* [Given data]

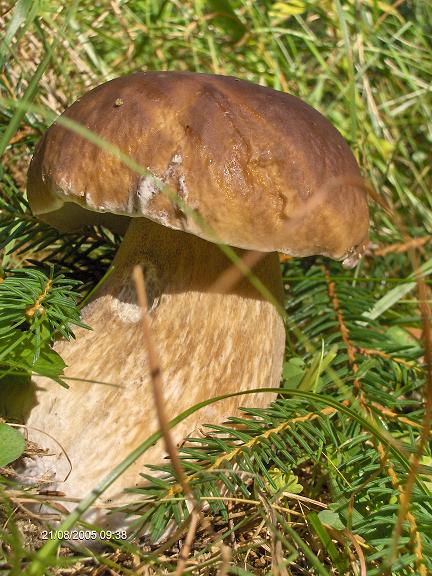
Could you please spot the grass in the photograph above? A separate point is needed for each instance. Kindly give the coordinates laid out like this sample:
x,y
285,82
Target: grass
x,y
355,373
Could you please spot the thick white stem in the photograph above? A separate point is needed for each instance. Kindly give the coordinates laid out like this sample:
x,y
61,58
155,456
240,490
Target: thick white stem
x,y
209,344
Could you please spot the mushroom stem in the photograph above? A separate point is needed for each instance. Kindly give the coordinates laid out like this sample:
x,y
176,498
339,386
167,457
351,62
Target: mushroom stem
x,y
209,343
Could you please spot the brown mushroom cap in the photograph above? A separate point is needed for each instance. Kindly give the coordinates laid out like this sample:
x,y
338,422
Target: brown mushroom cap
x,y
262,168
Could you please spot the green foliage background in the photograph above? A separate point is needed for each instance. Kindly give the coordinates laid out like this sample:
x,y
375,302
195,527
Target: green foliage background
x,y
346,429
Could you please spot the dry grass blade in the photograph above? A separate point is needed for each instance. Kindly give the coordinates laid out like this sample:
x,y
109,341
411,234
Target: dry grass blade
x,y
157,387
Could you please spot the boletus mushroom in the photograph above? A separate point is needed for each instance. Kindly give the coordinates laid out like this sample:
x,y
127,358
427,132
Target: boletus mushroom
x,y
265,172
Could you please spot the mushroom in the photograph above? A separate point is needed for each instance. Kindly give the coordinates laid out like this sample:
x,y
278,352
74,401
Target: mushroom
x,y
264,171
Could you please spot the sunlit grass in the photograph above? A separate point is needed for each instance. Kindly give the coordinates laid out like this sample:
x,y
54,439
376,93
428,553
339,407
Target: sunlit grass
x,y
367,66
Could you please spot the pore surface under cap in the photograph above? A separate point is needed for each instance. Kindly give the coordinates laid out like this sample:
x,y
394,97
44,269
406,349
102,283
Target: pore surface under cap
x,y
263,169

* [What needs to be done]
Print the lines exactly as they appear, beginning with the line that contains "Could you please spot the pore" and continuing through the last line of the items.

* [Result of this task]
Could you please spot the pore surface under cap in the photograph above? A separate point is needed for each instance. Kindly give the coordinates laid out like this sample:
x,y
394,97
44,269
406,349
102,283
Target: pore surface under cap
x,y
263,169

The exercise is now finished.